[Provided passage]:
╔══

An important first observation is that the automotive industry is highly innovative, perhaps more than ever, and that government rules strongly influence and direct those innovations.

But how those innovations are used is part of a more complex story related to market dynamics, consumer behavior, and company positioning.

Therein lies our challenge: how to untangle and understand the effects of government regulations on automakers and consumers. We have made an effort to do so.

Our principal finding, elaborated below, is that the costs resulting from efforts to improve safety and emissions are significant, but represent only a modest part of overall vehicle cost increases. Further, vehicle regulations had little discernible effect on industry performance and activities. The cost increases have been largely accommodated within normal business and market planning processes of companies.

Are Costs Of Regulation Large?

Price 3Government regulations to improve safety and reduce air pollutant emissions and oil use have indeed added significant cost to vehicles. Our best estimate is that regulatory requirements caused one-fifth to one-third of vehicle price increases between 1967 and 2001 (see Figure 2)—accounting for one- eighth to one-fifth of the total price of new vehicles. Other changes—improvements in reliability, durability, “fit-and-finish” quality, and power, along with the addition of many new accessories—incurred much greater costs and were responsible for a larger proportion of increased vehicle prices.

These cost estimates are based on two sets of government data: annual estimates of the cost of “quality improvements” to vehicles by the US Bureau of Labor Statistics (BLS), and vehicle price estimates by the US Bureau of Economic Affairs (BEA). Both sets of data, especially BLS data on costs, are subject to large uncertainty. Better cost data are not available because companies treat costs as confidential and the complexity of vehicles makes it difficult for those outside the companies to estimate costs of components and subsystems.

╚══

[Stored records]:
╔══

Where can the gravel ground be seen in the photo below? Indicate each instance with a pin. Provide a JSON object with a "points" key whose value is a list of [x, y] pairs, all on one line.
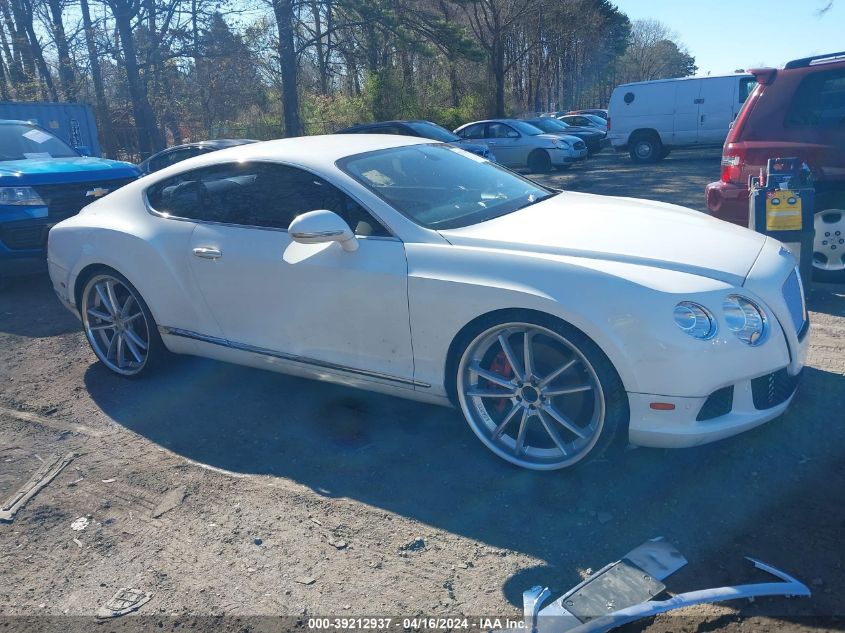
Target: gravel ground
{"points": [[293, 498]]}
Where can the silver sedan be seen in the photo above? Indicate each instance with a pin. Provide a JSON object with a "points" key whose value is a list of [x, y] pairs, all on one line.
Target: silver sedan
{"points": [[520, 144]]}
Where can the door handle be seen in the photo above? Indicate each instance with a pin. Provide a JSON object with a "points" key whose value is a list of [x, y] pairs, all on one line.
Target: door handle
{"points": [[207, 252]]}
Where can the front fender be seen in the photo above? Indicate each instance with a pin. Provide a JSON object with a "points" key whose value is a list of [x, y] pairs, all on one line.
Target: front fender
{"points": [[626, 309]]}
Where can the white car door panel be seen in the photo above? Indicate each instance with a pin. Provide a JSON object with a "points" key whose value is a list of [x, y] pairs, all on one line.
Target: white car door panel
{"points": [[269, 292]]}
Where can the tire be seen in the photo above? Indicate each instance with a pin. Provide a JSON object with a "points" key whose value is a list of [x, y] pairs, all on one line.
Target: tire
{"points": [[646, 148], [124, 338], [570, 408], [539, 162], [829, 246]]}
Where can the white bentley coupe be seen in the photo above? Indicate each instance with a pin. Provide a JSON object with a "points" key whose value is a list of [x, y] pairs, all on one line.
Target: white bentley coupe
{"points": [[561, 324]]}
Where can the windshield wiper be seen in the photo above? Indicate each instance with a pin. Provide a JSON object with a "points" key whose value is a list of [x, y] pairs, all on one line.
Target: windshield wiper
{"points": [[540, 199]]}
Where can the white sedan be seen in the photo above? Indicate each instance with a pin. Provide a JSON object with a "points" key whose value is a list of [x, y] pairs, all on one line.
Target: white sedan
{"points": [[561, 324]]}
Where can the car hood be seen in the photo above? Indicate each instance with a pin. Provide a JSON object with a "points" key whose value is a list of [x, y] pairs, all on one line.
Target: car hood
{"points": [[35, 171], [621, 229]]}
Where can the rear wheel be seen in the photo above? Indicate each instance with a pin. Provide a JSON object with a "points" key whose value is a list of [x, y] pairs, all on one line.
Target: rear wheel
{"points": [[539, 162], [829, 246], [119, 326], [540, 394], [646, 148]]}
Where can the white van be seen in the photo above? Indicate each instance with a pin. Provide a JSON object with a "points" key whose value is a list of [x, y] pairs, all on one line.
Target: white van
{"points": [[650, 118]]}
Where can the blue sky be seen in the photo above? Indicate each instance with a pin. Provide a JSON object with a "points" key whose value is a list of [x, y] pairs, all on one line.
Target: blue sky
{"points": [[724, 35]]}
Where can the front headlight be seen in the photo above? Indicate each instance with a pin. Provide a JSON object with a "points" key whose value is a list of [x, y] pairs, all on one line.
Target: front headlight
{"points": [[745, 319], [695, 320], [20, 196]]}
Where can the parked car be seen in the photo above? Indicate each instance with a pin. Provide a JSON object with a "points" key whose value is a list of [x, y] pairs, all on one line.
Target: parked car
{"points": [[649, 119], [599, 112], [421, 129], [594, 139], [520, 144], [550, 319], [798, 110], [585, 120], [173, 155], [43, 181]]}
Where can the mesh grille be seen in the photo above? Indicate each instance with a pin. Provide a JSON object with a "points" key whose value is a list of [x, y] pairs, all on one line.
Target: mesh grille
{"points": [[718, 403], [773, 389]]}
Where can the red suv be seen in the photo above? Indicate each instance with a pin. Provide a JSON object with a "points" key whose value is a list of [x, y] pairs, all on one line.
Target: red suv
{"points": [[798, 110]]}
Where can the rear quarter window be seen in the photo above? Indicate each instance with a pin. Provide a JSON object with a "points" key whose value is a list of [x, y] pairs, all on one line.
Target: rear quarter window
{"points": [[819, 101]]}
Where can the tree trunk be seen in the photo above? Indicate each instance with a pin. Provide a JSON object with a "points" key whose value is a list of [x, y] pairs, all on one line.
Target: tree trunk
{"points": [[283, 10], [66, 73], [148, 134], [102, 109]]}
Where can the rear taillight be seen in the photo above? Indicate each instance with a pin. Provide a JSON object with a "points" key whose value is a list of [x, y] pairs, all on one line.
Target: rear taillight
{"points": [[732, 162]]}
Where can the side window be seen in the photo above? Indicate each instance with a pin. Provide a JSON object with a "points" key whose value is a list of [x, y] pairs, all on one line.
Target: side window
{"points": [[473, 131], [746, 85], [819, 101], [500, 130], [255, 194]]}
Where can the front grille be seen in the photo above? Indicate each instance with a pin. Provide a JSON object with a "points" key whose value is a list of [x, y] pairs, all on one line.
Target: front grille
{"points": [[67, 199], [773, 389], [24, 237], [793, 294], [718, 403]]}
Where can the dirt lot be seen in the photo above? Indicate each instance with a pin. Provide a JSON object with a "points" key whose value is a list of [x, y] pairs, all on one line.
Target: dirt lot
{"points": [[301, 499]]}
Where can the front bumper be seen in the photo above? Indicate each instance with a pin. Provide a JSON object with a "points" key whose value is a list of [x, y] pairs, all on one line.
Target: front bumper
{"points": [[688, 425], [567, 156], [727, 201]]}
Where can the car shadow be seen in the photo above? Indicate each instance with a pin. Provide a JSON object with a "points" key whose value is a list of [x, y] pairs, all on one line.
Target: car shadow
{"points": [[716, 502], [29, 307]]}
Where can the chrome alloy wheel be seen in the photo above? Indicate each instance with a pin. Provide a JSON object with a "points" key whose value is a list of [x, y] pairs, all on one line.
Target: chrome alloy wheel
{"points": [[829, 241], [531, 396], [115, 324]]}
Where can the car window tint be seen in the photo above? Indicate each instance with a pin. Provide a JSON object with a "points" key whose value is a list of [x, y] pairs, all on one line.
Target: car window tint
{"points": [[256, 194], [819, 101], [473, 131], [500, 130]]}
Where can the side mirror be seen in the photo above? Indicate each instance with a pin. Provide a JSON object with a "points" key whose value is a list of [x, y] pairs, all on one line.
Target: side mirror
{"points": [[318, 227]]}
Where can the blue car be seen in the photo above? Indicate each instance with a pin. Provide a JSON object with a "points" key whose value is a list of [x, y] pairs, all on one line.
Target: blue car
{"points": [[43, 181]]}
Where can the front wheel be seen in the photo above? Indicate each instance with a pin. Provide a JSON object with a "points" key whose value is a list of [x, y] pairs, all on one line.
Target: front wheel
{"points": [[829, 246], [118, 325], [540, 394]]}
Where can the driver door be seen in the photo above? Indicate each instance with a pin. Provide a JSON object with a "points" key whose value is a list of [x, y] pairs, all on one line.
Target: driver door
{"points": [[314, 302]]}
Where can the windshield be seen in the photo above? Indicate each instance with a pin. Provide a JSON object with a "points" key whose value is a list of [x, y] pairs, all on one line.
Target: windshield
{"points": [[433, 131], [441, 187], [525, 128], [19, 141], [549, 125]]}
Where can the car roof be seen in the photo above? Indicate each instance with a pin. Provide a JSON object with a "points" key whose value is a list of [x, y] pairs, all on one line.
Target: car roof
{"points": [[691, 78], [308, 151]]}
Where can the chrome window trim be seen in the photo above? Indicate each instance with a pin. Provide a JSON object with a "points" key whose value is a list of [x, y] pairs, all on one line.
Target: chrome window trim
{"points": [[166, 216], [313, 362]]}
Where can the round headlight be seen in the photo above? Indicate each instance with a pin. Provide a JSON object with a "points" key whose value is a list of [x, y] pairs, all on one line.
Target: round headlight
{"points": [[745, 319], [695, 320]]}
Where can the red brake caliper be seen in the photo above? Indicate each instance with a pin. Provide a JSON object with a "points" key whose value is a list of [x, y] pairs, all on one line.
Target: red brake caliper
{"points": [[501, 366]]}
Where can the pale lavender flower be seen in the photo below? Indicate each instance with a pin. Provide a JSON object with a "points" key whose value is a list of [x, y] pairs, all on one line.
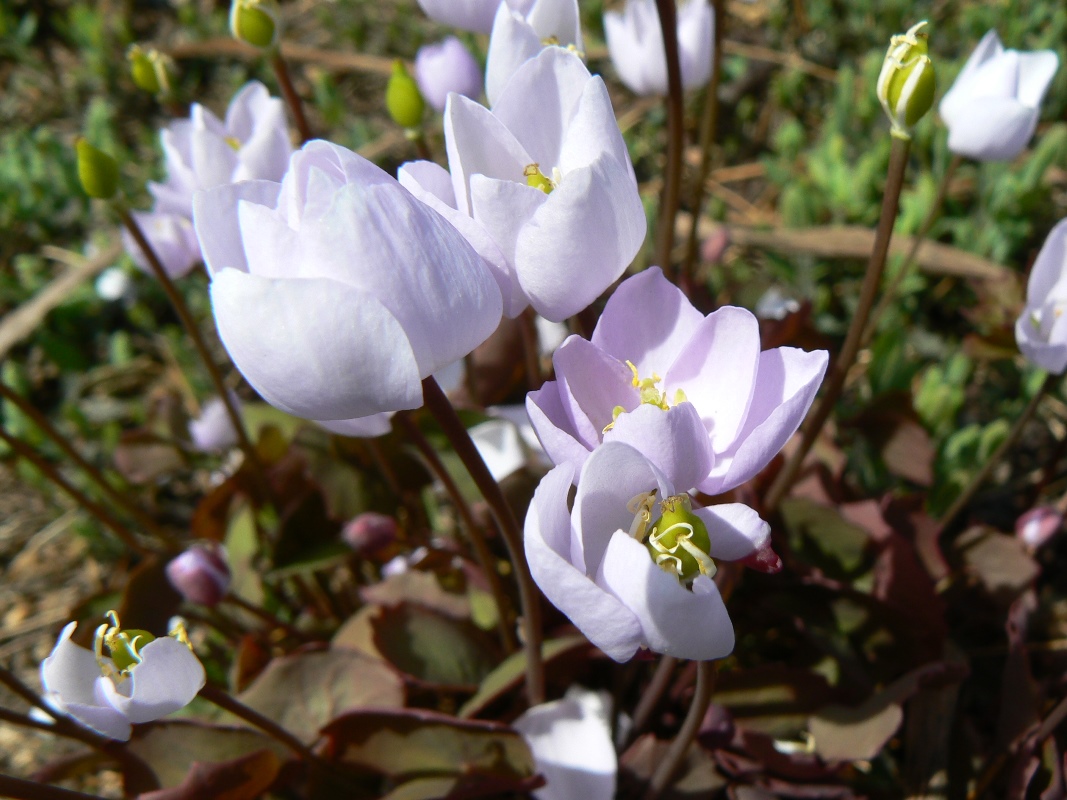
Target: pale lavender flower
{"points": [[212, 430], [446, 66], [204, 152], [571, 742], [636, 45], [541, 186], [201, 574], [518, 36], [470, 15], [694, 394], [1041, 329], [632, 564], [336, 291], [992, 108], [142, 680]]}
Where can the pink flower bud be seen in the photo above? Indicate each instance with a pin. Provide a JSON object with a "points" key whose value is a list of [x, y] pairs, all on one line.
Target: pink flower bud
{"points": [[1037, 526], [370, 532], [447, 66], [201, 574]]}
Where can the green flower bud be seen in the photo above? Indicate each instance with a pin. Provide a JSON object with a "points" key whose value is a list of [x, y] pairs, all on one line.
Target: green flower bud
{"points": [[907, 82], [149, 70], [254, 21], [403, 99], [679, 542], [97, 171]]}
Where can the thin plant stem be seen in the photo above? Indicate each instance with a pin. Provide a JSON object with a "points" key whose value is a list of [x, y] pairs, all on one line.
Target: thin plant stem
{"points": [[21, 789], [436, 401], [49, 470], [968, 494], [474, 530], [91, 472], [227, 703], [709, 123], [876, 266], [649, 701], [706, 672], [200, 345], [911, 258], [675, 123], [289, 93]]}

╚══

[Written tasks]:
**A.** Write out the passage on vehicle regulation costs between "An important first" and "direct those innovations.", inclusive.
**B.** In the passage on vehicle regulation costs, what share of vehicle price increases between 1967 and 2001 is attributed to regulatory requirements?
The data has no connection to the text.

[Solution set]:
**A.**
An important first observation is that the automotive industry is highly innovative, perhaps more than ever, and that government rules strongly influence and direct those innovations.

**B.** One-fifth to one-third.